> **EXCERTO DA FONTE**:
.....

Há muitos anos, quando era pós-adolescente, li o Auto da Alma de Gil Vicente.
Fiquei impressionada: uma Alma, no seu percurso pela Terra, sem conseguir acompanhar o Anjo que a guia.
Pesam-lhe os vestidos, os sapatos, as jóias e os espelhos.
Diz-lhe o Anjo:
“pompas, honras, herdades e vaidades,
são embates e combates para vós.”
Impedem a Alma de tornar-se “gloriosa”, apesar de lhe ter sido concedido “o livre entendimento, a vontade libertada e a memória”.
Lembro-me muitas vezes desta Alma, sobretudo quando ocupo a mente com futilidades ou quezílias.
Ultimamente, tenho regressado, muito devagar, a um dos meus grandes prazeres: ler.
E reencontrei o tema.
Com Afonso Cruz.
– A boca do paraíso é a boca de um frasco. […] Sabe porquê? Por causa do macaco. Imagine um frasco de nozes. O macaco não tem dificuldade em meter lá a mão, mas quando pega nas nozes não consegue tirá-la. Terá de largar as nozes para ser livre. E o paraíso é assim, temos de deitar fora as nozes e mostrar as nossas mãos vazias.
-Há que evitar as nozes. […]
-Isso. As nozes é que não nos deixam ser livres. São as nossas gaiolas.
E eu desejo um 2014 sem nozes!
Com muitos livros.
Livros para adultos, com ilustrações.

.....

> **INSTRUÇÕES DA TAREFA**:
No texto sobre o Auto da Alma, o que tem o macaco de fazer para ser livre?

.....

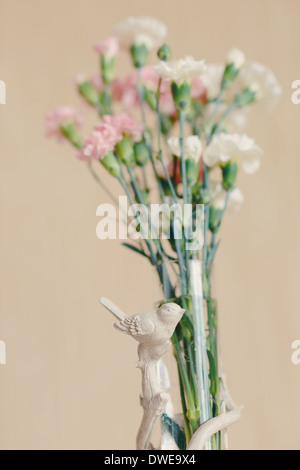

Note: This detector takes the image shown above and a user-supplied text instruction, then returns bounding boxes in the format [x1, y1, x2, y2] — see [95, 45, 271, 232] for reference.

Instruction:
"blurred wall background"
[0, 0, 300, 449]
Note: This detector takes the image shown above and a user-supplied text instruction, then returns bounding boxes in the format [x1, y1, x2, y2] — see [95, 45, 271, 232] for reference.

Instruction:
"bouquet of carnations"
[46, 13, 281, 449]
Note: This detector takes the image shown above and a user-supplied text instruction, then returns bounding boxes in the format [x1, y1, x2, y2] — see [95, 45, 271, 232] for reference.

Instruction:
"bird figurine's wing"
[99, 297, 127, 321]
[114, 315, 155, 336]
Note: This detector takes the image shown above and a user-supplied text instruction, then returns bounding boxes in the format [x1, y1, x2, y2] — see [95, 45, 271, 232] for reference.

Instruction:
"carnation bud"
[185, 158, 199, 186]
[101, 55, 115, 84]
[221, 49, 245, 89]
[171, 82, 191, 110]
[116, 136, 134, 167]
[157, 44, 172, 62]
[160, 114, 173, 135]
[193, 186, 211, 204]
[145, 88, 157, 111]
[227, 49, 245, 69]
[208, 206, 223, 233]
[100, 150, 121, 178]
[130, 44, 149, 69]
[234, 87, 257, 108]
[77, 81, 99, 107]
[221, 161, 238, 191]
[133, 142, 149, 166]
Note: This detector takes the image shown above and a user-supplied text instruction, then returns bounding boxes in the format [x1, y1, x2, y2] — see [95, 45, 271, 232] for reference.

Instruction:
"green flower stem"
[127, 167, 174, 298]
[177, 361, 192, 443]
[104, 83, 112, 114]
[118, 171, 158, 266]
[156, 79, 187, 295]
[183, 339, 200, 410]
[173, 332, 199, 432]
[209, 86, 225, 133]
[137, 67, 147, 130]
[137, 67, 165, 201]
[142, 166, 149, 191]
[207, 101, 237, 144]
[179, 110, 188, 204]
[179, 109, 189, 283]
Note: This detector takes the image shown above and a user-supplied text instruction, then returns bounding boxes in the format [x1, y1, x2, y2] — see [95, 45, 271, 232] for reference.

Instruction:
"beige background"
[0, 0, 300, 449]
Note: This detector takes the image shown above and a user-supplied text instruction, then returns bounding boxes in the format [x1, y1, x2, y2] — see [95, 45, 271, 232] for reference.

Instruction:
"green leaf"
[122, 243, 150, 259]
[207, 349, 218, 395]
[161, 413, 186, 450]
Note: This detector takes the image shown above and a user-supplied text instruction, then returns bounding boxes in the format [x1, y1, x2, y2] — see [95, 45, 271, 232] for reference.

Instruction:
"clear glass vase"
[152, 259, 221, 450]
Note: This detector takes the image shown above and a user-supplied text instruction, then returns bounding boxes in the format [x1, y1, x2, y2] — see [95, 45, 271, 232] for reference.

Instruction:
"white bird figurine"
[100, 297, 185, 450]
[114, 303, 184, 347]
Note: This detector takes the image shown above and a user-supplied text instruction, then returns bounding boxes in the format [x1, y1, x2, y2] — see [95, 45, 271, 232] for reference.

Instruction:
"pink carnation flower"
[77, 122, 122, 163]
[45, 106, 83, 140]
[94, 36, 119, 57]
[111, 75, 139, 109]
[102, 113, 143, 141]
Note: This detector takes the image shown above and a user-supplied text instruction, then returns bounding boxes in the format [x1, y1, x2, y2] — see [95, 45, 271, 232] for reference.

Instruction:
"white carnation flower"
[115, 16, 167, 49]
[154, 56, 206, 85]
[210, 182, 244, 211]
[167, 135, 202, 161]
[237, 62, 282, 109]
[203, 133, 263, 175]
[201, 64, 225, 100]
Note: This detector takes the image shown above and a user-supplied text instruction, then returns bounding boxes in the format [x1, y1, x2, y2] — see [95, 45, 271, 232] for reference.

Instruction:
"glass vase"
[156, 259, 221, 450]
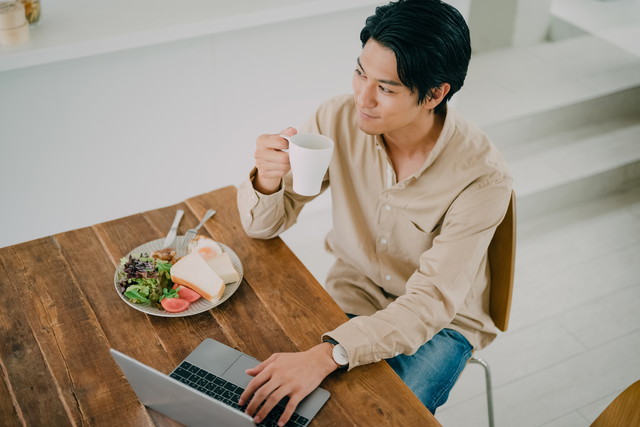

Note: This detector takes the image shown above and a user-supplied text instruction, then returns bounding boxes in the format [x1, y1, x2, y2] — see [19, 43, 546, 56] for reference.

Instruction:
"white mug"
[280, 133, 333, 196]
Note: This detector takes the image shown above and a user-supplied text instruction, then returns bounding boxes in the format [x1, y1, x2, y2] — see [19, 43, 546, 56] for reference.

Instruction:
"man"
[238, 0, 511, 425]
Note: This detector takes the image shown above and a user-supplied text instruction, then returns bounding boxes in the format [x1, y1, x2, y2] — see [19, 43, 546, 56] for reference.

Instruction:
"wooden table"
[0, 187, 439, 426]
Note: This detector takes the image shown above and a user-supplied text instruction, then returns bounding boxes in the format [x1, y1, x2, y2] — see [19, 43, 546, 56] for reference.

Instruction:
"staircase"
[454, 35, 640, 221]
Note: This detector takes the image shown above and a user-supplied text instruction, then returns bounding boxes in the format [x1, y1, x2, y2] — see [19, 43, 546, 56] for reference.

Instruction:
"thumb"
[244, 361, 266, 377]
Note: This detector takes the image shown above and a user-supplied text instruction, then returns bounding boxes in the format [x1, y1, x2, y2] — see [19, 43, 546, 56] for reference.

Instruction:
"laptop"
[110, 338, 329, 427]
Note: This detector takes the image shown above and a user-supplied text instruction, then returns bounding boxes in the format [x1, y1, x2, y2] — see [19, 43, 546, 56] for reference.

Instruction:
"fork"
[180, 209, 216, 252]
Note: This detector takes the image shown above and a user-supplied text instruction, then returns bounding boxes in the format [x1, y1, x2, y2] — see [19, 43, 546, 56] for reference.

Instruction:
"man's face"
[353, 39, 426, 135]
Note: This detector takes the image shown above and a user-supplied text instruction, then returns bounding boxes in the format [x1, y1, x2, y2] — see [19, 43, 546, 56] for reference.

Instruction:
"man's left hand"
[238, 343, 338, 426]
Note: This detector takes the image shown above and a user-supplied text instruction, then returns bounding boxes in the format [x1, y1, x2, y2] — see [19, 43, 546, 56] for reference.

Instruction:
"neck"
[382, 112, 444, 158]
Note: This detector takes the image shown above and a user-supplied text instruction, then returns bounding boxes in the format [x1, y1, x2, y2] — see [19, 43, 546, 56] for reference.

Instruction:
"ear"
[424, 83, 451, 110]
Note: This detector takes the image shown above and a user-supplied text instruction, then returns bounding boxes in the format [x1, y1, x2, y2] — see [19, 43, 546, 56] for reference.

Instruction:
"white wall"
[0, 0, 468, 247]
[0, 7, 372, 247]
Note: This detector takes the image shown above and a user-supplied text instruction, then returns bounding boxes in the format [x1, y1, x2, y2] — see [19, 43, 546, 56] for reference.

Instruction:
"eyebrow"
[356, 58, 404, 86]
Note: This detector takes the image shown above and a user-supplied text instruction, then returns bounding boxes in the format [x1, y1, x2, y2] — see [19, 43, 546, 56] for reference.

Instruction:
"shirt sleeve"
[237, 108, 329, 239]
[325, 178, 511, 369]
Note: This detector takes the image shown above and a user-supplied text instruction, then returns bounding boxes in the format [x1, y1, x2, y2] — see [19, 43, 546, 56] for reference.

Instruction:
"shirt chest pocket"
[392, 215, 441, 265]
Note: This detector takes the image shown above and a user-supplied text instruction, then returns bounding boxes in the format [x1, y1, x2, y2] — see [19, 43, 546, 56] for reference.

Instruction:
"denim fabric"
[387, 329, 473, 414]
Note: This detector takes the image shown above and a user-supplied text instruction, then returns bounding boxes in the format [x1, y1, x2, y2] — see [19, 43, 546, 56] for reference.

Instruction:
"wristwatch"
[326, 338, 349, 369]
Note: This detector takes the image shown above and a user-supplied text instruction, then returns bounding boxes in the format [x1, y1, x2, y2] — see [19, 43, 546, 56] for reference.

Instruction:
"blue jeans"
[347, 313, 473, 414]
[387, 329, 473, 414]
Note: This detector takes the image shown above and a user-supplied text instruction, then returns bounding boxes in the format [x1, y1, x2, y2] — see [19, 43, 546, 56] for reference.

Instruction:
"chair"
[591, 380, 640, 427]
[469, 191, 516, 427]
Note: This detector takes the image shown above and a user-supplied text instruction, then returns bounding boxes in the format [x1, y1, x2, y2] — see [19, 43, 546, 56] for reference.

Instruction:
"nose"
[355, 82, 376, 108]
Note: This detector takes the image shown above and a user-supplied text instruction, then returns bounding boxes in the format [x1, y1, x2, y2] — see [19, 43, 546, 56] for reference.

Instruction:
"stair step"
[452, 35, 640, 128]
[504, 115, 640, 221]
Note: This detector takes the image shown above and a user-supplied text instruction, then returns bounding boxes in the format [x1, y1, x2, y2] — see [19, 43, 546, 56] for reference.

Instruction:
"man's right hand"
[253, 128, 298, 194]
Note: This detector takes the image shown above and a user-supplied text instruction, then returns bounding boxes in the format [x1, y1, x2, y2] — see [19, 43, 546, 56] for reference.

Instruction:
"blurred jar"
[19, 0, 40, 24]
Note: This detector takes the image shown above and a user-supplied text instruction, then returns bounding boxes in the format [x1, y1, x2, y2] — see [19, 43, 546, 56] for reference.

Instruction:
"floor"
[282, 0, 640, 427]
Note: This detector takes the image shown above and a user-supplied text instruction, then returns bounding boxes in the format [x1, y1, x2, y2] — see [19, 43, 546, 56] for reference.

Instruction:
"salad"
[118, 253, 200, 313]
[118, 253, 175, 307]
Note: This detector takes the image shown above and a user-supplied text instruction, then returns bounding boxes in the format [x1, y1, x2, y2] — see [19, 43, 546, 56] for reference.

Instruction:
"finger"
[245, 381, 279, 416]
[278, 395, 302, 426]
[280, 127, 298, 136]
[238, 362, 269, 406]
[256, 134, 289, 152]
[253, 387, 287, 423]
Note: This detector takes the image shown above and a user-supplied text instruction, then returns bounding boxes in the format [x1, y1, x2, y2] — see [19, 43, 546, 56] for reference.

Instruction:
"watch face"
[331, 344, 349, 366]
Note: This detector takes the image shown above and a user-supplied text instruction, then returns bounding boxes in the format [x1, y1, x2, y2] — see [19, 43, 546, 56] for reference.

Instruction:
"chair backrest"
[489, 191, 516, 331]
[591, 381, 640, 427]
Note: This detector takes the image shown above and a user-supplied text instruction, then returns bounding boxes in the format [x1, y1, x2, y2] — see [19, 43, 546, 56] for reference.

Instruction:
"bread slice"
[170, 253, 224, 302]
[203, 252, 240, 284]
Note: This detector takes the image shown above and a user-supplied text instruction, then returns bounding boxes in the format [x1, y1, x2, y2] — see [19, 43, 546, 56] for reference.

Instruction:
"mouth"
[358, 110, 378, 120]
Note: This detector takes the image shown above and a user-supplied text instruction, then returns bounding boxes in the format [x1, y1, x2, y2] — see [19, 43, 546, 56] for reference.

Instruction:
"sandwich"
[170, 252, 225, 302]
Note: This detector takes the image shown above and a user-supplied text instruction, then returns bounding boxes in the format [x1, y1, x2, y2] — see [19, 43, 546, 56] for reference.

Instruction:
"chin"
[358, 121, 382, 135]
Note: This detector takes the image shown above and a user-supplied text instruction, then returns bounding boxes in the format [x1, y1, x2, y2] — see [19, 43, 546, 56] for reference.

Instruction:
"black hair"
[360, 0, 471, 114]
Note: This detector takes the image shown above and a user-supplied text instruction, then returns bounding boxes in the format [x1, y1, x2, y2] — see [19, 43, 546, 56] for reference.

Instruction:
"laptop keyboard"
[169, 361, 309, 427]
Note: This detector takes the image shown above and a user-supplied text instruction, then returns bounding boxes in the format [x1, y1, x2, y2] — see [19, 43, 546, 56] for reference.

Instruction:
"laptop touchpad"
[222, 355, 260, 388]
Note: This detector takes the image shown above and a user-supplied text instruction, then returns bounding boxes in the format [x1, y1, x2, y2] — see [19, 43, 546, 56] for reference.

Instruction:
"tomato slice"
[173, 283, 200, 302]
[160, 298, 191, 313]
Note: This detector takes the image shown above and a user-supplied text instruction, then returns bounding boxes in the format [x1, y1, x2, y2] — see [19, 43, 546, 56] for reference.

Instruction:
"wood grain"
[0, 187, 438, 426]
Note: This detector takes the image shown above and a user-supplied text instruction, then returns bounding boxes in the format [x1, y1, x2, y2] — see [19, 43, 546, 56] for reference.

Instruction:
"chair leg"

.....

> **SOLUÇÃO DO EXERCÍCIO**:
Tem de largar as nozes.